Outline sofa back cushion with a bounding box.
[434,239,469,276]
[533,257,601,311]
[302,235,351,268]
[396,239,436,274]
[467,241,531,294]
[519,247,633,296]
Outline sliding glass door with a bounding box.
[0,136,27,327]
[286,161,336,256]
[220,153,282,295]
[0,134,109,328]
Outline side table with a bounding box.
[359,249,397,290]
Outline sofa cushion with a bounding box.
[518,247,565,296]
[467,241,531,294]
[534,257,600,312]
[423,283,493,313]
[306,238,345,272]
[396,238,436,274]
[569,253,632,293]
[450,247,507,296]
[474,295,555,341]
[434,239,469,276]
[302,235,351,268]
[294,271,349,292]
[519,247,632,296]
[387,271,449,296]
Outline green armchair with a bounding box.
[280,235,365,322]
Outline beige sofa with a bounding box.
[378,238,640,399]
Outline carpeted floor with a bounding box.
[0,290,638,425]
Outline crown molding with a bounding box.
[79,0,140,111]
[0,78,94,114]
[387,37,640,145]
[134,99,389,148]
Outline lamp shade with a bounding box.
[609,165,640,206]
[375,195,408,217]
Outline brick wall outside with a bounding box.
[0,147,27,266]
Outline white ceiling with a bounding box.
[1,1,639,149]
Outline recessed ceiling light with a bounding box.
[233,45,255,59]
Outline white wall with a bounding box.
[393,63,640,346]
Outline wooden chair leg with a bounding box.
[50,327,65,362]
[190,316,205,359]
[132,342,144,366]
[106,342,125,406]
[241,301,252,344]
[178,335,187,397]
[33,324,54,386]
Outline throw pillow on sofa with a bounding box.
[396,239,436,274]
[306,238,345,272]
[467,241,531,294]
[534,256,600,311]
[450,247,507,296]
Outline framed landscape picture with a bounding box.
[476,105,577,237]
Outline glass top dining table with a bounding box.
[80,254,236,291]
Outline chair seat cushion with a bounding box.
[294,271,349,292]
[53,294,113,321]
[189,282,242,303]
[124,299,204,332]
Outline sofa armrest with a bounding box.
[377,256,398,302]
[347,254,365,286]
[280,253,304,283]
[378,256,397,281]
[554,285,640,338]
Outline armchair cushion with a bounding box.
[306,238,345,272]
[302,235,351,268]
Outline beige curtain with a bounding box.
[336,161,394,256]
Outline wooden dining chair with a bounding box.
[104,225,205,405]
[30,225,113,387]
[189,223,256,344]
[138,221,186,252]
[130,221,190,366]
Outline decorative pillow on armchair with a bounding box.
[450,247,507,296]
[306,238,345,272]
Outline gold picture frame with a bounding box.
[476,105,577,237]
----------------------------------------
● Work task: Print all of the entries again, exactly as written.

● Your response:
Outline sofa back cushion with a bounding box.
[434,239,469,276]
[533,257,601,311]
[302,235,351,268]
[396,239,436,274]
[467,241,531,294]
[519,247,633,296]
Outline sliding glass door with a bounding box.
[0,136,27,327]
[286,161,336,256]
[220,153,282,295]
[0,134,109,328]
Outline side table with a bounding box.
[359,249,397,290]
Outline sofa cushion with a bounding box.
[518,247,565,296]
[467,241,531,294]
[534,257,600,312]
[423,283,493,313]
[306,238,345,272]
[396,238,436,274]
[569,253,632,293]
[450,247,507,296]
[474,295,555,341]
[434,239,469,276]
[302,235,351,268]
[294,271,349,292]
[519,247,632,296]
[387,271,449,296]
Outline green armchair with a bounding box.
[280,235,365,322]
Outline beige sofa with a bounding box.
[378,238,640,399]
Outline carpeted floor with a bounding box.
[0,290,638,425]
Outline crown molding with a bounding box.
[79,0,140,111]
[0,78,94,114]
[387,37,640,145]
[134,99,389,148]
Outline lamp shade with a bounding box.
[609,165,640,206]
[375,195,408,217]
Outline brick wall outside with a bounding box.
[0,147,27,266]
Outline white ceiling with a bounding box.
[1,1,639,149]
Outline recessed ceiling light with a bounding box.
[233,45,255,59]
Outline white wall with a bounding box.
[393,63,640,346]
Outline wooden chair leg with a bounding box.
[50,327,65,362]
[190,316,205,359]
[132,342,144,366]
[106,342,125,406]
[241,301,252,344]
[178,335,187,397]
[33,324,54,386]
Outline throw pillow on sofa with a bounding box.
[396,239,436,274]
[306,238,345,272]
[467,241,531,294]
[534,256,600,311]
[450,247,507,296]
Outline framed landscape picture with a bounding box.
[476,105,577,237]
Outline glass top dining table with a bounding box.
[80,254,236,291]
Outline chair seat cushion with a bounding box.
[294,271,349,292]
[53,294,113,321]
[189,282,242,303]
[124,299,204,332]
Outline sofa armrest with a bounding box.
[377,256,398,302]
[347,254,365,286]
[280,253,304,283]
[378,256,397,281]
[554,285,640,338]
Outline armchair cushion with a bounding box.
[306,238,345,272]
[302,235,351,268]
Outline beige curtain with a bounding box.
[336,161,394,256]
Outline wooden dining chair with a bounding box.
[104,225,205,405]
[30,225,113,387]
[189,223,256,344]
[138,221,186,252]
[130,221,190,366]
Outline decorative pillow on armchair with a bounding box.
[450,247,507,296]
[306,238,345,272]
Outline gold picture frame with a bounding box.
[476,105,577,237]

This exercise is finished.